EXERCISE DIRECTIONS>
Print every item below word for word, without changing anything.

RECORD SET>
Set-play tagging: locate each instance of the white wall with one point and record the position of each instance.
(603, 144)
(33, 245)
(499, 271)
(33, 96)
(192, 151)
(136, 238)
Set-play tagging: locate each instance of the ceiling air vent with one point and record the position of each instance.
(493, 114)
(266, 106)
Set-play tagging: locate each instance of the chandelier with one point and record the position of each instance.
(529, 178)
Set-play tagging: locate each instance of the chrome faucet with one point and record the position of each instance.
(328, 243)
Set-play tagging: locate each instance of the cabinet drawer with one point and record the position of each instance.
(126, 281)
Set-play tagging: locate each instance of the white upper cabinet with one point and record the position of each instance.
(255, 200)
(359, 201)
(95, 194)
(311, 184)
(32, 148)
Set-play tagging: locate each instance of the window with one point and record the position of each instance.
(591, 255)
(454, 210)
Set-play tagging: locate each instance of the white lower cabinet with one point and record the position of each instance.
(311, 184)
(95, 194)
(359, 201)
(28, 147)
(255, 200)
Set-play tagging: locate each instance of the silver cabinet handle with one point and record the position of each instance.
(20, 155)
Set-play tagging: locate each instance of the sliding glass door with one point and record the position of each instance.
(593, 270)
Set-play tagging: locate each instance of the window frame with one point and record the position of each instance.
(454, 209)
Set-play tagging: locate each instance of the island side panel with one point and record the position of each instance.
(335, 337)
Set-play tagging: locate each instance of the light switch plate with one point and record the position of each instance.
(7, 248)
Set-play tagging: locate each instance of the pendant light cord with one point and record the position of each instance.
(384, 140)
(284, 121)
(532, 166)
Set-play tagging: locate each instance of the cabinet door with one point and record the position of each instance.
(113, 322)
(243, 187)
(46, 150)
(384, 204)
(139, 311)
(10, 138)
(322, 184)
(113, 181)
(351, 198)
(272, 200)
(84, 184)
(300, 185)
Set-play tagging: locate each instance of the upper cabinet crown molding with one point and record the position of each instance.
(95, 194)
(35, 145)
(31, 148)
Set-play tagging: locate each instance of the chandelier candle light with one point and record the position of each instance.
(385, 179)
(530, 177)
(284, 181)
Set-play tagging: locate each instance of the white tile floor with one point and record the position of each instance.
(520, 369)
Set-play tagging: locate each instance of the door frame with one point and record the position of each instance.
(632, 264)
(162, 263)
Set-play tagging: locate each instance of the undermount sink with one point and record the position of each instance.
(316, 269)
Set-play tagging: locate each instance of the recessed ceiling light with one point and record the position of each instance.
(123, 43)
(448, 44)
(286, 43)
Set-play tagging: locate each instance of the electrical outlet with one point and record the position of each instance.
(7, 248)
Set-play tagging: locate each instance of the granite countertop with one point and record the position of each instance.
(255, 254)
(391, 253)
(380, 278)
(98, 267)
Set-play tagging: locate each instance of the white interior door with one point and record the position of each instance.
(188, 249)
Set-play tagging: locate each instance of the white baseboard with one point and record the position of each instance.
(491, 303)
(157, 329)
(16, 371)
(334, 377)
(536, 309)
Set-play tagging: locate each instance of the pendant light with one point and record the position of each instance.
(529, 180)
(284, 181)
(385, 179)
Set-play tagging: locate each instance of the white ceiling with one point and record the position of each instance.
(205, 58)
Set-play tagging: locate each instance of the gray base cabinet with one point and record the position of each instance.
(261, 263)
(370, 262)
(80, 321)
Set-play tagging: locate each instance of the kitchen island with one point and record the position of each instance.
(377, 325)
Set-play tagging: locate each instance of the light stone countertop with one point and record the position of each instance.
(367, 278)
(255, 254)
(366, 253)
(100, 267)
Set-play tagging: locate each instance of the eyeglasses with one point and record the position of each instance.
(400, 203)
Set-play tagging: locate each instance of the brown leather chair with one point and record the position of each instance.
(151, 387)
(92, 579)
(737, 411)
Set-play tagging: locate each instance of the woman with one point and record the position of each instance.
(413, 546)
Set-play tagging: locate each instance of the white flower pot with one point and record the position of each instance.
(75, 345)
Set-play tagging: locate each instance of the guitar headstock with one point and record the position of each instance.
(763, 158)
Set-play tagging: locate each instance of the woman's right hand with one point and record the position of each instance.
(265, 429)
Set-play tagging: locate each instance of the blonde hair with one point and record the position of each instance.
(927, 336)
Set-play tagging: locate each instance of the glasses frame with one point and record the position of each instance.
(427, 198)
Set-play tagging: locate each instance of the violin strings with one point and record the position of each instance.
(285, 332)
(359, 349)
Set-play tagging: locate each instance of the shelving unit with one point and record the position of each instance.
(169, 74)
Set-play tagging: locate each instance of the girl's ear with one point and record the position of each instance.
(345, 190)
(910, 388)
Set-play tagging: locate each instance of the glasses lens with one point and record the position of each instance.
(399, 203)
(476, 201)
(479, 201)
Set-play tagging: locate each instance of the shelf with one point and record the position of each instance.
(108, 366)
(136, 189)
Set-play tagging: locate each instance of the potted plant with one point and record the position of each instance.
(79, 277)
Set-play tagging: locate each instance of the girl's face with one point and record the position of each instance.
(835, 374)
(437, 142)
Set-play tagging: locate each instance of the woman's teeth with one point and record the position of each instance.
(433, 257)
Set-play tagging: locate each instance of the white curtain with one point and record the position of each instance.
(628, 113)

WRITTEN RESPONSE>
Set-play tagging: locate each instance of the white wall with one point and record the position of each instance.
(603, 144)
(33, 245)
(499, 271)
(33, 96)
(192, 151)
(136, 238)
Set-play tagging: locate each instance of the ceiling air vent with one point and record the position of each instance.
(493, 114)
(266, 106)
Set-play tagging: locate each instance of the chandelier with one point and record the position of each instance.
(529, 178)
Set-play tagging: locate each instance of the chrome faucet with one point and record the position of each instance.
(328, 243)
Set-play tagging: locate each instance of the cabinet drawer with one point and record the position of each instance.
(126, 281)
Set-play tagging: locate each instance of the white upper cabinet with one point and record the position of each instance.
(255, 200)
(359, 201)
(95, 194)
(311, 184)
(32, 148)
Set-play tagging: locate each instance of the window with one point and record the position of each instance.
(591, 255)
(454, 210)
Set-play tagging: locate each instance of the white lower cabinet with one point and record the position of each instance.
(311, 184)
(95, 194)
(359, 201)
(28, 147)
(255, 200)
Set-play tagging: locate each instance of the silver cabinet handle with one point and record the position of each instance.
(20, 155)
Set-play tagging: locate each instance of the sliding glass door with one point and record the position of each instance.
(593, 270)
Set-play tagging: locate each instance of the window frame with one point and record the position of each instance.
(454, 209)
Set-play tagging: locate each instance of the island side panel with one point and record the position of each instance.
(335, 337)
Set-play tagging: locate each instance of the light switch plate with one point and record the position of each instance.
(7, 248)
Set-play tagging: locate each instance of the pendant light cord with one point and record the position of each instance.
(384, 140)
(284, 121)
(532, 166)
Set-play tagging: locate each instance of the cabinet door with one point and record the position of each instance.
(113, 322)
(243, 187)
(46, 150)
(384, 204)
(139, 311)
(10, 138)
(322, 184)
(113, 181)
(351, 198)
(272, 200)
(84, 184)
(300, 185)
Set-play tagging: locate each instance of the upper cabinet crown molding with one point and record the position of each instance.
(95, 194)
(35, 145)
(31, 148)
Set-play tagging: locate each instance of the chandelier candle light with one point and record the position of each instance.
(385, 179)
(530, 177)
(284, 181)
Set-play tagging: locate each instance of the white tile floor with one point and record the position of each instance.
(520, 369)
Set-play tagging: locate each instance of the door frame with one point and record the position of each instance.
(632, 264)
(162, 263)
Set-play tagging: locate each instance of the undermount sink with one point and record the position of each instance.
(316, 269)
Set-play tagging: locate each instance of the recessed ceiling light with one point and record the position of each instance.
(123, 43)
(448, 44)
(286, 43)
Set-play tagging: locate each instance of the electrical outlet with one point and record the position of each instance.
(7, 248)
Set-play tagging: locate each instance of the granite countertop with one point and record the position of each instance.
(255, 254)
(391, 253)
(380, 278)
(98, 267)
Set-play tagging: locate each instance of the white interior door with one point and record the position of each instance.
(188, 249)
Set-play tagging: locate each instance of the white baseboard with one point and record the position of each instance.
(491, 303)
(157, 329)
(16, 371)
(334, 377)
(536, 309)
Set-play tagging: locate each instance of the pendant light with one point and record the position of each instance.
(529, 180)
(284, 181)
(385, 179)
Set-play tagging: locate each instance of the white ceiling with one point and record the position of each instance.
(205, 58)
Set-play tagging: locate each instance of the gray base cabinet with one point and record the position of each instance.
(261, 263)
(370, 262)
(80, 321)
Set-play tagging: locate each instance of the kitchen island with one point and record the position of each instance.
(377, 325)
Set-play tagging: locate each instance of the light stone countertop with one point and record the position of each instance.
(367, 278)
(255, 254)
(366, 253)
(100, 267)
Set-play tagging: locate each instance of the eyeglasses with one point and record the position of each instance.
(400, 203)
Set-play tagging: locate each instance of the brown leather chair with one point and record the position of each instance.
(151, 387)
(92, 579)
(737, 411)
Set-play tagging: locate each instance of the woman with one point and record the position of each instance.
(413, 546)
Set-play tagging: locate each instance of the white flower pot with one point and record the position of each instance.
(75, 345)
Set-play tagging: locate each instance of the guitar headstock with one point and record the position of each instance.
(763, 158)
Set-play tagging: locate each instance of the woman's right hand with one point and record the position of each instance.
(265, 429)
Set-play tagging: locate each instance of the blonde hair with one point and record the position of each instance.
(927, 336)
Set-play tagging: locate each instance of the glasses frame with one point and record the position of each instance.
(427, 198)
Set-play tagging: locate each instance of the violin strings with one point and record the position of each instance.
(285, 332)
(359, 349)
Set-play tagging: locate each instance of the shelving unit with one point and record the position of each instance.
(169, 74)
Set-play tagging: locate each instance of the girl's ear with one point and record the position of each instance.
(345, 190)
(910, 388)
Set-play tagging: locate each instance of the glasses lens with one point and record the position of each instance.
(399, 203)
(476, 201)
(479, 201)
Set-play tagging: locate each instance of the shelf with one point and record the position of each instance.
(108, 366)
(136, 189)
Set-play tagging: locate each instance of the potted plant with one point and record the position of each instance.
(79, 277)
Set-play tagging: locate each instance of the girl's face with one point and record the position of each instance.
(835, 374)
(437, 142)
Set-play tagging: locate each instance of the woman's teeth with one point and record the position of each instance.
(433, 257)
Set-play tagging: locate each instance of the white curtain with one point and record the position of each instance.
(628, 113)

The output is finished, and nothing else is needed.